• _Source passage_:
------
Welcome back to A Piece of Cake! (That’s directed at you, and at me.) Yes, it’s been a minute, and thanks for sticking around. I hadn’t fully grasped how the stress of working this summer season had gotten to me. But, as it turns out, it kicked my ass. Not only was my brain bereft of cake recipes, but I even lost my hair. Like, literally stress-induced alopecia. Yes, folks, I have entered my bald era. Shaved head glamor shots to come.
But really, I got stressed and depressed and I desperately needed a break. I apologize for leaving subscribers hanging, but I’m happy to report I’m doing better. Now for some good news: I have a pretty decently shaped skull, steroids are being applied to my scalp daily, and the kitchen content machine has been cranked back into action.
Now that we’ve covered that, we can get to the good stuff: shoulder season eating. The produce is still rocking, but there’s a chill in the air. This summer, my dear friend and co-chef Dori Santos served a take on her family’s pork adobo at the restaurant, and I knew I wanted to share it with you all. It was perfect all summer, but I’m also looking forward to making it for these first chilly nights of fall. We sat down and talked about it right before we wrapped up our summer residency together. [The following is a slightly shortened version of our chat. We love to talk!]
B: Hi Dori. I’m so excited to share this recipe with my readers. Almost as excited as I was to eat this for the first time. Is this adobo something that you have made a lot as an adult?
D: I learned how to make it from my family, and then the more time I spent away from my family, it became something that I treated myself to as a way to kind of reconnect with that memory. I’d make it when I needed to feel like I was closer to them, even when I hadn't seen them in quite some time. Otherwise, this adobo was just something I could look forward to anytime I'd see my family. When I'd go home and visit, it would definitely get made at some point, by someone.
B: So it's definitely a comfort for you.
D: Yes, absolutely.
------
• _Given data_:
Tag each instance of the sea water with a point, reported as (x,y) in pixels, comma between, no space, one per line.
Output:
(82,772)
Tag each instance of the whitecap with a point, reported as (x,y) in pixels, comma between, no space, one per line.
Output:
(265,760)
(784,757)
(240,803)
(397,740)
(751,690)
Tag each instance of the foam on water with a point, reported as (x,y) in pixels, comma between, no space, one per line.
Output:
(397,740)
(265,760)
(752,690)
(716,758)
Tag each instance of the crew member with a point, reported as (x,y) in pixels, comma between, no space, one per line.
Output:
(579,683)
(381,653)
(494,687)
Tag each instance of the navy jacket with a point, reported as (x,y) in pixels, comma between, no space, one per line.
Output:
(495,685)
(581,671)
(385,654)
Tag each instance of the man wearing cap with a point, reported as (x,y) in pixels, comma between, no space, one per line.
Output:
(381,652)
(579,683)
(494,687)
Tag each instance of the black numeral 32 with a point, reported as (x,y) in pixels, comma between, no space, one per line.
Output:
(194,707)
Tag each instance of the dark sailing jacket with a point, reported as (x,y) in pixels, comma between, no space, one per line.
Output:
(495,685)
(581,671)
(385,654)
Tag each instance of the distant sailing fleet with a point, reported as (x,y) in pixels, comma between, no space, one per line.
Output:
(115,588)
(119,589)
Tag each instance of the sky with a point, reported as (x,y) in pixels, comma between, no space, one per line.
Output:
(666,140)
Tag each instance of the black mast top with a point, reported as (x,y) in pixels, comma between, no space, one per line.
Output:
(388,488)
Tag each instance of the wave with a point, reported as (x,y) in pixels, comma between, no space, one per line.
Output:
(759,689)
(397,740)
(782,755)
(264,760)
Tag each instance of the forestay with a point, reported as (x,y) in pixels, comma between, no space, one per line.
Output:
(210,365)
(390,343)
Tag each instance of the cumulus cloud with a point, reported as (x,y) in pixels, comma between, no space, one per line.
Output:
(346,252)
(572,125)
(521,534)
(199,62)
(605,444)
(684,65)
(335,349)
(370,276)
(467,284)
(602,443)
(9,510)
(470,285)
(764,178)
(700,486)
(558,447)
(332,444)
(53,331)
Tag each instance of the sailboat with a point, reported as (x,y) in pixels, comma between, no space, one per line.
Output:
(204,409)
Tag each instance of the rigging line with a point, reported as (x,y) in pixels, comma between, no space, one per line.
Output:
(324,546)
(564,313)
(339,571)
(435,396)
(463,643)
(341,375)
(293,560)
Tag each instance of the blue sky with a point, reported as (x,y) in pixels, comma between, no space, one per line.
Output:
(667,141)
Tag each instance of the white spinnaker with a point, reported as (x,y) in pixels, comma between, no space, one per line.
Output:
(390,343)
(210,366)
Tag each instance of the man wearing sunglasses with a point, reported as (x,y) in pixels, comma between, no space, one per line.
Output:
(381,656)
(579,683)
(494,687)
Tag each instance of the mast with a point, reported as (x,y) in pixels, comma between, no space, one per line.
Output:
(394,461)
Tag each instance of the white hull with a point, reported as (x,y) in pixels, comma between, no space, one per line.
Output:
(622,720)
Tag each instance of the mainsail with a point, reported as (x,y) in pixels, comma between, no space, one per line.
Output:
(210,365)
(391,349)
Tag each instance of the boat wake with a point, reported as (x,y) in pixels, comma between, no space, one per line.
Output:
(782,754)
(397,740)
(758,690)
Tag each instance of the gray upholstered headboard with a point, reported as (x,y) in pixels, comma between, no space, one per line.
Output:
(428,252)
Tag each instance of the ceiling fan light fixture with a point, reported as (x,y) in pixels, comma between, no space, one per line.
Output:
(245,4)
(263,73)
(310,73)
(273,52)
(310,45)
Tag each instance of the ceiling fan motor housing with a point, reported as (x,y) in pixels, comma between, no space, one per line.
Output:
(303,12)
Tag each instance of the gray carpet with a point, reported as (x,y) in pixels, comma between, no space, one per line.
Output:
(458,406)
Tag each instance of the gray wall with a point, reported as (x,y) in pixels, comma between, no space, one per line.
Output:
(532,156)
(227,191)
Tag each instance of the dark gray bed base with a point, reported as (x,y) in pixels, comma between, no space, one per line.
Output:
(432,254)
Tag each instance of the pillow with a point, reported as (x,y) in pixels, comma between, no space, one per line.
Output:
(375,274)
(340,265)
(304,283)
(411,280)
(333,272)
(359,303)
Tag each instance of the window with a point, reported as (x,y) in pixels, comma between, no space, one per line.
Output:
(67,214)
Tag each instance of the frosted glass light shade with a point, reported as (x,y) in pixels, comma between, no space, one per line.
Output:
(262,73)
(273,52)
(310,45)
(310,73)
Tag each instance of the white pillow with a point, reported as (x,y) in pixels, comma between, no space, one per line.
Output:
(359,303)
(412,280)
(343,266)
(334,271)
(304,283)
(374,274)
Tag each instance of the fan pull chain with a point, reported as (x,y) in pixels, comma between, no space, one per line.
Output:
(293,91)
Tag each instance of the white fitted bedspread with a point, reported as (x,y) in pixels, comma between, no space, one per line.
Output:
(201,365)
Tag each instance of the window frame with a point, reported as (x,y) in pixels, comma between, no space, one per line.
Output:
------
• _To be done_:
A: In the passage, what did Dori Santos serve at the restaurant this summer?
B: Repeat word for word the part of the passage that opens with the words containing "Welcome back to" and closes with "shots to come.".

• _Exercise solutions_:
A: A take on her family's pork adobo.

B:
Welcome back to A Piece of Cake! (That’s directed at you, and at me.) Yes, it’s been a minute, and thanks for sticking around. I hadn’t fully grasped how the stress of working this summer season had gotten to me. But, as it turns out, it kicked my ass. Not only was my brain bereft of cake recipes, but I even lost my hair. Like, literally stress-induced alopecia. Yes, folks, I have entered my bald era. Shaved head glamor shots to come.